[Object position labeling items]

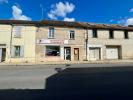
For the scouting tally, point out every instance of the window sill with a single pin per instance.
(71, 39)
(17, 57)
(18, 37)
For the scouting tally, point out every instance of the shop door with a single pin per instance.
(67, 53)
(76, 54)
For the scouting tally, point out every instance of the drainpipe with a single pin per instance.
(11, 42)
(86, 41)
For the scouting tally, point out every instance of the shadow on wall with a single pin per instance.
(80, 84)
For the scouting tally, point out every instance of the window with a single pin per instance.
(111, 34)
(17, 51)
(17, 31)
(72, 34)
(51, 32)
(52, 51)
(94, 33)
(126, 34)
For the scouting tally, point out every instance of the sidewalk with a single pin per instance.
(69, 62)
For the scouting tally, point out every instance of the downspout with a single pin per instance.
(11, 42)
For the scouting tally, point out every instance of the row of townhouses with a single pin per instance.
(46, 41)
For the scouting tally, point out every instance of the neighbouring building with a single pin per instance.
(52, 41)
(60, 41)
(17, 41)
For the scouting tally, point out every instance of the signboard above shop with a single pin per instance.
(52, 41)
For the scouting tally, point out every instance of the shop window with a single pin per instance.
(72, 34)
(52, 51)
(17, 51)
(51, 32)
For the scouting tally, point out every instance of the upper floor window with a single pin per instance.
(17, 51)
(111, 34)
(126, 35)
(51, 32)
(72, 34)
(17, 31)
(94, 33)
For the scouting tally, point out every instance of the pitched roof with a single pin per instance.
(67, 24)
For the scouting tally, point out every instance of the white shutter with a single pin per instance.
(13, 51)
(22, 51)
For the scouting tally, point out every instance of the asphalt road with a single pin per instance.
(75, 82)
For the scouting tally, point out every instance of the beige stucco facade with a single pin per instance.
(27, 40)
(61, 34)
(103, 41)
(5, 38)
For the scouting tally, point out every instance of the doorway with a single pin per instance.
(76, 54)
(67, 53)
(2, 54)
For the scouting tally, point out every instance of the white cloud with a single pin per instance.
(18, 14)
(61, 10)
(69, 19)
(3, 1)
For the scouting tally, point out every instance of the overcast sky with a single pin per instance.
(98, 11)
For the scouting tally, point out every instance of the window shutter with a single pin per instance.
(22, 51)
(13, 51)
(17, 31)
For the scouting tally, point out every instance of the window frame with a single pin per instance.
(71, 35)
(111, 34)
(17, 56)
(126, 34)
(59, 50)
(51, 33)
(16, 30)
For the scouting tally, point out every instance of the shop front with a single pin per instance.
(53, 50)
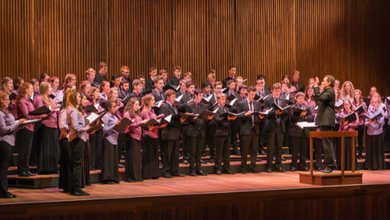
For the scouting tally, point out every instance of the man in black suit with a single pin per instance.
(176, 79)
(125, 72)
(326, 117)
(170, 137)
(299, 138)
(188, 98)
(222, 136)
(298, 85)
(149, 83)
(196, 133)
(100, 77)
(249, 130)
(232, 72)
(276, 127)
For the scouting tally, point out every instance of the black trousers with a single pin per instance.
(75, 167)
(249, 142)
(275, 140)
(328, 149)
(171, 157)
(23, 142)
(222, 152)
(298, 147)
(5, 154)
(64, 163)
(196, 145)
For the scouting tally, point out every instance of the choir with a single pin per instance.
(147, 119)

→ TASK STATEMENT
Render every line of the items above as a Markdown table with the columns Row and Entry, numbering each line in order and skipping any blank lines. Leave the pictures out.

→ IN RESPONSE
| Row | Entry |
|---|---|
| 1 | For the scouting tally, point out every instance of the window sill with a single pin per instance. |
| 2 | (71, 39) |
| 3 | (17, 57) |
| 4 | (18, 37) |
| 5 | For the scouting tally, point out every instance of the shop door with a single pin per instance. |
| 6 | (67, 53) |
| 7 | (76, 54) |
| 8 | For the scouting tally, point out every instance of the drainpipe with a single pin per instance. |
| 9 | (11, 42) |
| 10 | (86, 41) |
| 11 | For the scouting tally, point out every instance of the shadow on wall with a single pin per instance. |
| 12 | (80, 84) |
| 13 | For the scouting tally, point out every instance of the window with a single pin per instance. |
| 14 | (111, 34) |
| 15 | (17, 51) |
| 16 | (17, 31) |
| 17 | (72, 34) |
| 18 | (51, 32) |
| 19 | (52, 51) |
| 20 | (94, 33) |
| 21 | (126, 34) |
| 22 | For the scouting tally, point out every instance of the sidewalk with a single pin per instance. |
| 23 | (69, 62) |
| 24 | For the scouting tally, point out every instance of the downspout with a single pin per instance. |
| 25 | (11, 42) |
| 26 | For the scouting tally, point out every instance of the row of townhouses with a single pin per instance. |
| 27 | (46, 41) |
| 28 | For the scouting tally, point out every instance of the neighbouring building with a single pin per instance. |
| 29 | (52, 41) |
| 30 | (60, 41) |
| 31 | (17, 41) |
| 32 | For the scouting tally, point out every instance of the signboard above shop with a single pin per instance. |
| 33 | (52, 41) |
| 34 | For the scouting tally, point out every instance of the shop window with a single pin per instance. |
| 35 | (72, 34) |
| 36 | (52, 51) |
| 37 | (17, 51) |
| 38 | (51, 32) |
| 39 | For the scouting tally, point out every instance of the upper floor window with a single pin per instance. |
| 40 | (17, 51) |
| 41 | (111, 34) |
| 42 | (126, 35) |
| 43 | (51, 32) |
| 44 | (72, 34) |
| 45 | (17, 31) |
| 46 | (94, 33) |
| 47 | For the scouting tally, point out every instance of the pitched roof with a single pin per instance. |
| 48 | (67, 24) |
| 49 | For the scouting tally, point out every instance of the white shutter with a single pin per instance. |
| 50 | (13, 51) |
| 51 | (22, 51) |
| 52 | For the scouting tally, point out every instance of the asphalt road with a single pin per instance. |
| 53 | (75, 82) |
| 54 | For the scouting tally, point out every instance of the beige stucco facade with a single pin per instance. |
| 55 | (27, 40) |
| 56 | (61, 34) |
| 57 | (103, 41) |
| 58 | (5, 38) |
| 59 | For the scouting tally, point out every instance of the doorway with a single pin per instance. |
| 60 | (76, 54) |
| 61 | (67, 53) |
| 62 | (2, 54) |
| 63 | For the scouting tally, point out every instance of the white cloud with a single pin per instance. |
| 64 | (18, 14) |
| 65 | (61, 10) |
| 66 | (69, 19) |
| 67 | (3, 1) |
| 68 | For the scouting tally, point out every instance of the overcast sky with a single pin per instance. |
| 69 | (98, 11) |
| 70 | For the scouting tally, point out every instance of the window shutter with a single pin per instance. |
| 71 | (22, 51) |
| 72 | (13, 51) |
| 73 | (17, 31) |
| 74 | For the scouting tally, point out every instance of the window frame with a single pin per instance. |
| 75 | (71, 35) |
| 76 | (111, 34) |
| 77 | (17, 56) |
| 78 | (126, 34) |
| 79 | (59, 50) |
| 80 | (51, 33) |
| 81 | (16, 30) |
| 82 | For the scouting tally, point out every instance of the shop front with a single pin per instance. |
| 83 | (53, 50) |
| 84 | For the scouting tally, point out every instance of the man in black suit with a single pin per instance. |
| 85 | (176, 79) |
| 86 | (125, 72) |
| 87 | (326, 117) |
| 88 | (170, 137) |
| 89 | (299, 138) |
| 90 | (188, 98) |
| 91 | (222, 136) |
| 92 | (298, 85) |
| 93 | (149, 83) |
| 94 | (196, 133) |
| 95 | (100, 77) |
| 96 | (249, 130) |
| 97 | (232, 72) |
| 98 | (276, 127) |
| 99 | For the scouting tally, point out every instance of the black trousers with a single pin per instance. |
| 100 | (75, 167) |
| 101 | (249, 142) |
| 102 | (275, 140) |
| 103 | (328, 149) |
| 104 | (171, 157) |
| 105 | (23, 142) |
| 106 | (222, 152) |
| 107 | (298, 147) |
| 108 | (5, 154) |
| 109 | (64, 163) |
| 110 | (196, 145) |
| 111 | For the scouting tally, point out every instance of the choir with a single pin per instance. |
| 112 | (147, 119) |